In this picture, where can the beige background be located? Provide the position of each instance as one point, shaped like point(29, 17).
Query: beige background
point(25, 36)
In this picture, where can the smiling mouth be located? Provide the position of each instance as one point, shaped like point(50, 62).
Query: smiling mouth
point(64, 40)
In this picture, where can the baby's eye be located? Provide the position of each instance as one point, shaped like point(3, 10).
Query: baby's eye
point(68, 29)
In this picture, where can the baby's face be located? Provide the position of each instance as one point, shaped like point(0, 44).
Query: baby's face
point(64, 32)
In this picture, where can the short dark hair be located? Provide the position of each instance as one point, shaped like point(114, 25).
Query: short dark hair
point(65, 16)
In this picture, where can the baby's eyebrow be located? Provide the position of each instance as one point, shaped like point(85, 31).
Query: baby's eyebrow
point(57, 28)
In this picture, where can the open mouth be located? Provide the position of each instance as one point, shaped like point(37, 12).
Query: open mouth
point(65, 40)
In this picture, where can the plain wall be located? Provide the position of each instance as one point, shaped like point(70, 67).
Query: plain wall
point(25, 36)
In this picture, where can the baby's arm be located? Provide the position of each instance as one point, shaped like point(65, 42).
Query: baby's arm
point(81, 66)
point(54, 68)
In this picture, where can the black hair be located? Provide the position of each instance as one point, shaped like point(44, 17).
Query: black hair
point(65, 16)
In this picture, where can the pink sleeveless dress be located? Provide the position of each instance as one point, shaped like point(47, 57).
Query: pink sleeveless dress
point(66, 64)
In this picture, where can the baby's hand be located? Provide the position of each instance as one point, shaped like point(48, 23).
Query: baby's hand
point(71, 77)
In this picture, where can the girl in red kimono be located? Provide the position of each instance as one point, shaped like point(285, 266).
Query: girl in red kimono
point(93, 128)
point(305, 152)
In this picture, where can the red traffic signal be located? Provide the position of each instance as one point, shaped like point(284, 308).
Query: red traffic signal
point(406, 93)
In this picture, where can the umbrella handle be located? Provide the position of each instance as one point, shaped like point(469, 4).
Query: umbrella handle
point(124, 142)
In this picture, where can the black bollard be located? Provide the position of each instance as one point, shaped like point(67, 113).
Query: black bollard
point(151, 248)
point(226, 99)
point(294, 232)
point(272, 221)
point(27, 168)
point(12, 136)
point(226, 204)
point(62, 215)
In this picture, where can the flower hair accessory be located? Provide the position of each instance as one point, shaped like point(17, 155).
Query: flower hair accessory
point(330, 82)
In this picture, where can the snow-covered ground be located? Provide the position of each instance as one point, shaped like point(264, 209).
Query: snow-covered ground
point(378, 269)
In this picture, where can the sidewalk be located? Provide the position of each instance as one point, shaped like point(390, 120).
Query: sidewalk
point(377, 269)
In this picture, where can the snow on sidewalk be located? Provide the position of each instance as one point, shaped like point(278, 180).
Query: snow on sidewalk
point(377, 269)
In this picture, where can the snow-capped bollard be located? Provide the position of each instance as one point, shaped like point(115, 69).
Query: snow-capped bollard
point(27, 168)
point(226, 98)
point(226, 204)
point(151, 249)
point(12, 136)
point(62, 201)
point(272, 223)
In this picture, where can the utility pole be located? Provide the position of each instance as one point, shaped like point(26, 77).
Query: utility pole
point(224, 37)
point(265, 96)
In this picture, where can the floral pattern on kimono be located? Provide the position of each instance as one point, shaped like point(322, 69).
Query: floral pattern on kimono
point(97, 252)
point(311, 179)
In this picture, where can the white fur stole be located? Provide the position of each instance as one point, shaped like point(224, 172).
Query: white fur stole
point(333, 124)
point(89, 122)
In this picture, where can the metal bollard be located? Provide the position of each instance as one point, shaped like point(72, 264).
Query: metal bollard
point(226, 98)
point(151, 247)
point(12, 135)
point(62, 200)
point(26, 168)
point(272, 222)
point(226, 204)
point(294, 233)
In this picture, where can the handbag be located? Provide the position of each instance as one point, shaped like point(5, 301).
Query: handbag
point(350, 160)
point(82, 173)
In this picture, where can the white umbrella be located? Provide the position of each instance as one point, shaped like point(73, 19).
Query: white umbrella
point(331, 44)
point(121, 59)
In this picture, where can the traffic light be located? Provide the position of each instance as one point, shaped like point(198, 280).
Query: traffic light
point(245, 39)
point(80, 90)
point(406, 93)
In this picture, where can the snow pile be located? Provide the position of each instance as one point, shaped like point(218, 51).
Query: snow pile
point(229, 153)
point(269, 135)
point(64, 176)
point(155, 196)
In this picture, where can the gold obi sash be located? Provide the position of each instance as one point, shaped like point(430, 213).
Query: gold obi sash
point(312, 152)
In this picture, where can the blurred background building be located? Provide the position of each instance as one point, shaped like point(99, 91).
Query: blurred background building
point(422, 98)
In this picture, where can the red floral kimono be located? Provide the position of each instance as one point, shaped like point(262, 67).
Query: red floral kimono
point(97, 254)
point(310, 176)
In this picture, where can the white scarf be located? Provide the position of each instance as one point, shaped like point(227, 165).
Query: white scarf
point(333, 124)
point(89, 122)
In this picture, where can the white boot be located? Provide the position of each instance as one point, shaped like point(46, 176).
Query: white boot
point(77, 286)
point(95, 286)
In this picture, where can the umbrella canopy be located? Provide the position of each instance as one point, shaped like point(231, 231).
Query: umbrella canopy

:: Exercise goal ::
Rewrite all of the lines above as a numbered list, leaving out any blank lines.

:: Worked answer ::
1. In this picture, where can the beige background be located? Provide the position of each instance as one point, shaped like point(29, 17).
2. Query: beige background
3. point(25, 36)
4. In this picture, where can the smiling mouth be located? Provide the position of each instance as one point, shaped like point(50, 62).
5. Query: smiling mouth
6. point(64, 40)
7. In this picture, where can the baby's eye be located? Provide the position of each instance as one point, shaped like point(3, 10).
8. Query: baby's eye
9. point(68, 29)
10. In this picture, where can the baby's face be located? Provide the position of each instance as one point, shaped like point(0, 44).
11. Query: baby's face
12. point(64, 32)
13. In this picture, where can the short dark hair be located? Provide the position of each instance as one point, shaped like point(114, 25).
14. Query: short dark hair
15. point(65, 16)
16. In this picture, where can the baby's eyebrow be located? Provide the position of each instance as one point, shaped like point(85, 31).
17. Query: baby's eyebrow
18. point(57, 28)
19. In this picture, where can the open mouth be located? Provide the position of each instance as one point, shaped like point(37, 12).
20. Query: open mouth
21. point(65, 40)
22. In this picture, where can the plain wall be located? Provide the position of each instance as one point, shaped like point(70, 67).
23. Query: plain wall
24. point(25, 36)
25. In this picture, where can the baby's arm be located? Provide the position of each instance as one point, shaped like point(65, 42).
26. Query: baby's arm
27. point(81, 66)
28. point(54, 68)
29. In this picture, where can the black hair be located? Provide the position of each instance as one point, shaped like point(44, 17).
30. Query: black hair
31. point(65, 16)
32. In this picture, where can the pink sleeveless dress be located? Provide the position of each instance as one point, shaped like point(47, 57).
33. Query: pink sleeveless dress
34. point(66, 64)
35. In this picture, where can the baby's hand be located? Provide the position of each instance as one point, shaped like point(48, 23).
36. Query: baby's hand
37. point(71, 77)
38. In this picture, where can the girl in red kimono be located? Provide the position of each instance as one point, shaped like point(285, 266).
39. Query: girl in red kimono
40. point(93, 128)
41. point(305, 152)
42. In this picture, where can the red traffic signal be located? Provide the position of each instance as one point, shaped like point(284, 308).
43. Query: red traffic signal
44. point(406, 93)
45. In this picture, where can the umbrella handle be located? Provide the position of each instance as one point, shaped like point(469, 4).
46. Query: umbrella handle
47. point(124, 142)
48. In this picture, where can the black bollard be located? Provide the position of each instance as one point, shaped like point(67, 113).
49. Query: black bollard
50. point(151, 248)
51. point(226, 99)
52. point(294, 232)
53. point(272, 221)
54. point(27, 168)
55. point(12, 136)
56. point(226, 204)
57. point(62, 215)
58. In this picture, where can the flower hair accessory be located? Provide the position of each instance as one point, shaped like point(17, 155).
59. Query: flower hair accessory
60. point(330, 82)
61. In this picture, where can the snow-covered ground be located? Provide the position of each instance as one point, shaped like point(264, 209).
62. Query: snow-covered ground
63. point(378, 269)
64. In this picture, where can the sidewalk be located? Provide the position of each instance as one point, shaped like point(390, 120).
65. Query: sidewalk
66. point(377, 269)
67. In this picture, where can the snow on sidewalk be located? Provide the position of each instance as one point, shaped like point(278, 180).
68. Query: snow on sidewalk
69. point(377, 269)
70. In this picture, where can the snow-capped bollard be located? Provide the position of each instance as one point, shaped like point(115, 69).
71. Query: snow-capped bollard
72. point(27, 168)
73. point(226, 98)
74. point(226, 204)
75. point(151, 249)
76. point(12, 136)
77. point(62, 201)
78. point(272, 223)
79. In this picture, where can the utility pole be located? Provide the position of each instance as one point, shaped like point(26, 77).
80. Query: utility pole
81. point(224, 37)
82. point(265, 96)
83. In this picture, where can the floral pattern on kimono be located? Provide the position of each instance as one point, shaped like point(322, 69).
84. Query: floral pattern on kimono
85. point(97, 252)
86. point(311, 179)
87. In this picture, where can the white fur stole be located? Provide the position of each instance as one point, shaped like point(224, 172).
88. Query: white fur stole
89. point(333, 124)
90. point(89, 122)
91. In this picture, where can the metal bollard be located? Provide the position of each instance as one point, shaped like point(72, 264).
92. Query: metal bollard
93. point(226, 98)
94. point(151, 247)
95. point(12, 135)
96. point(62, 200)
97. point(26, 168)
98. point(272, 222)
99. point(226, 204)
100. point(294, 233)
101. In this picture, where can the handbag be located? Provide the position of each instance as one point, shaped like point(5, 301).
102. Query: handbag
103. point(350, 160)
104. point(82, 173)
105. In this picture, where can the white umbrella be located? Provide the position of each instance as one point, shaped like point(73, 19).
106. Query: white umbrella
107. point(331, 44)
108. point(121, 59)
109. In this picture, where can the traffic light be located? Provide the position of each instance as one point, shaped like point(198, 280).
110. Query: traffic light
111. point(245, 39)
112. point(80, 90)
113. point(406, 93)
114. In this picture, where can the snow pile be located? Provide the position of each instance as one point, shaped like point(218, 51).
115. Query: snow pile
116. point(229, 153)
117. point(269, 135)
118. point(64, 176)
119. point(155, 196)
120. In this picture, where can the gold obi sash be located? Provide the position of each instance as one point, shaped like point(430, 213).
121. Query: gold obi sash
122. point(312, 152)
123. In this picture, where can the blurred background building be located? Provide the position of each instance as one point, shaped like point(99, 91).
124. Query: blurred background building
125. point(422, 98)
126. In this picture, where can the red floral kimono be located? Provide the position of each instance as one point, shaped like point(262, 67).
127. Query: red floral kimono
128. point(97, 254)
129. point(310, 176)
130. In this picture, where can the white scarf be located? Provide the position of each instance as one point, shaped like point(227, 165).
131. Query: white scarf
132. point(333, 124)
133. point(89, 122)
134. In this picture, where can the white boot be located? Provide the position of each instance as one point, shaped like point(46, 176).
135. Query: white boot
136. point(77, 286)
137. point(95, 286)
138. In this picture, where can the umbrella canopy be located? Provide the position of each instance as one point, shaped like point(231, 231).
139. Query: umbrella canopy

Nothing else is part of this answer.